[EXERCISE TASKS]
**a.** List each musician the text about "Night of the Swallow" names as playing on the song, with the instrument or instruments given for each.
**b.** Continue the text about the Kate Bush song "Night of the Swallow" from its last sentence.

"Night of the Swallow" is a 1982 song by Kate Bush. Written and produced by her, it was included on the album The Dreaming. The song has a significantly Irish theme in that it features many Irish musicians and instruments. It was released as a single in Ireland in late 1983, making it the fifth release from the album.

Background 
The lyrics concern a smuggler planning his next clandestine journey. Bush takes on the role of his lover, who begs him not to go ("I won't let you do it. If you go, I'll let the law know"). The song ends with the smuggler speaking in defiance ("Would you break even my wings, like a swallow. Let me, let me go"). Bush herself has commented on the lyrics, saying:  
"In this song she wants to control him and because he wants to do something that she doesn't want him to she feels that he is going away. It's almost on a parallel with the mother and son relationship where there is the same female feeling of not wanting the young child to move away from the nest. Of course, from the guy's point of view, because she doesn't want him to go, the urge to go is even stronger. For him, it's not so much a job as a challenge; a chance to do something risky and exciting."  
The song's release in Ireland only is most likely due to the Irish nature of the song, featuring instrumental accompaniment by Irish musicians. These include members of Planxty and The Chieftains: Bill Whelan on bagpipes, Liam O'Flynn on uillean pipes and penny whistle, Seán Keane on fiddle and Dónal Lunny on bouzouki. Whelan is credited as writing the string parts for the song, although this was in close association with Bush herself.  Bush was to explore Irish themes in later works also, such as "Jig of Life" from Hounds of Love (1985) and the single "Rocket Man" (1991). Bush's mother was Irish and so Kate had listened to traditional Irish music from a young age and was eager to explore this style. Her brother Jay also influenced her due to his appreciation of the group Planxty.

[Dataset excerpt]
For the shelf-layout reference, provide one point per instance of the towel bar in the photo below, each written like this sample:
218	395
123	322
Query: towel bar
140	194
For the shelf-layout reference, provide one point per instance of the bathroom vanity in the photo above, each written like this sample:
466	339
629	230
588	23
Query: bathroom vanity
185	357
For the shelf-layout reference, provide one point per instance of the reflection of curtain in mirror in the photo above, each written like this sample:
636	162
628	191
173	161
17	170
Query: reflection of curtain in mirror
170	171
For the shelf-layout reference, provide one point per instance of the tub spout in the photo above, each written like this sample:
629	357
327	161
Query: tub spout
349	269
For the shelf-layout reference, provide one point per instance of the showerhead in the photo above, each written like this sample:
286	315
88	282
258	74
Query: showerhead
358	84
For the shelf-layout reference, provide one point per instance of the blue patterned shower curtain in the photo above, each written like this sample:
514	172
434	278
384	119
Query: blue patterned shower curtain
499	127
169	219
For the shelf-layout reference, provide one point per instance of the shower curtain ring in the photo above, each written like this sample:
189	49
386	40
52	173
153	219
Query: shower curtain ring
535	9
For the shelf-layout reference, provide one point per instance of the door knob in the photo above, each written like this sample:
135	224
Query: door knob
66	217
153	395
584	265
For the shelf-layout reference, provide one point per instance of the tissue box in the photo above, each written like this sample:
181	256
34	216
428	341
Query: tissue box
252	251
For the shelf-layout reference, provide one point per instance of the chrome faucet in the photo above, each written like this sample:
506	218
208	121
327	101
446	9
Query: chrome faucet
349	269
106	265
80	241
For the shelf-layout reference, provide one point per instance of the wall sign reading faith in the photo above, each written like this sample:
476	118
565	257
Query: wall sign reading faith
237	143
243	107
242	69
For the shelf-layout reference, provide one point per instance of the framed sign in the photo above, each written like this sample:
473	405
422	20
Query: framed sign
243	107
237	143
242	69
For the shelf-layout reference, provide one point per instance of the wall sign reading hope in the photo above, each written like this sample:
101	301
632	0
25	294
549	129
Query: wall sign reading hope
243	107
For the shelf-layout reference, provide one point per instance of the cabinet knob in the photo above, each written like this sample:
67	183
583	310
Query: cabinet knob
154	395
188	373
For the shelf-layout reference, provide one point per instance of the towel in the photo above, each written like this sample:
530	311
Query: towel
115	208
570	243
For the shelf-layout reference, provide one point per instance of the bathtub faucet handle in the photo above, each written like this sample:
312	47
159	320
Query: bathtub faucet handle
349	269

[EXPECTED OUTPUTS]
**a.**
- Bill Whelan: bagpipes
- Liam O'Flynn: uillean pipes and penny whistle
- Seán Keane: fiddle
- Dónal Lunny: bouzouki

**b.**
The song was the first of two (the other being "Sat in Your Lap") to be recorded for the album. It was mainly recorded at Abbey Road Studios in Spring 1981 over several sessions. The Irish musicians section was recorded in Ireland, with Bush working there with them overnight. After completing the track at seven in the morning, she headed back to London to finish mixing the song. Bush spoke about the song (where its name was revealed) as early as July 1981, saying that Planxty were "Fantastic musicians with open, receptive minds, which is unusual for people who work with traditional folk music".

The track was finally released in September 1982 as the seventh track of The Dreaming. The single was released over a year after the album and failed to chart in Ireland. It also went unpromoted, with no music video made for the song.

The B-side of the single was another track from The Dreaming, "Houdini". This song is about the story of Bess Houdini and her attempts to communicate with her deceased husband Harry, using a plan they developed while he was still alive. The album cover of The Dreaming depicts a scene from this song and in particular the line; "with a kiss, I'll pass the key".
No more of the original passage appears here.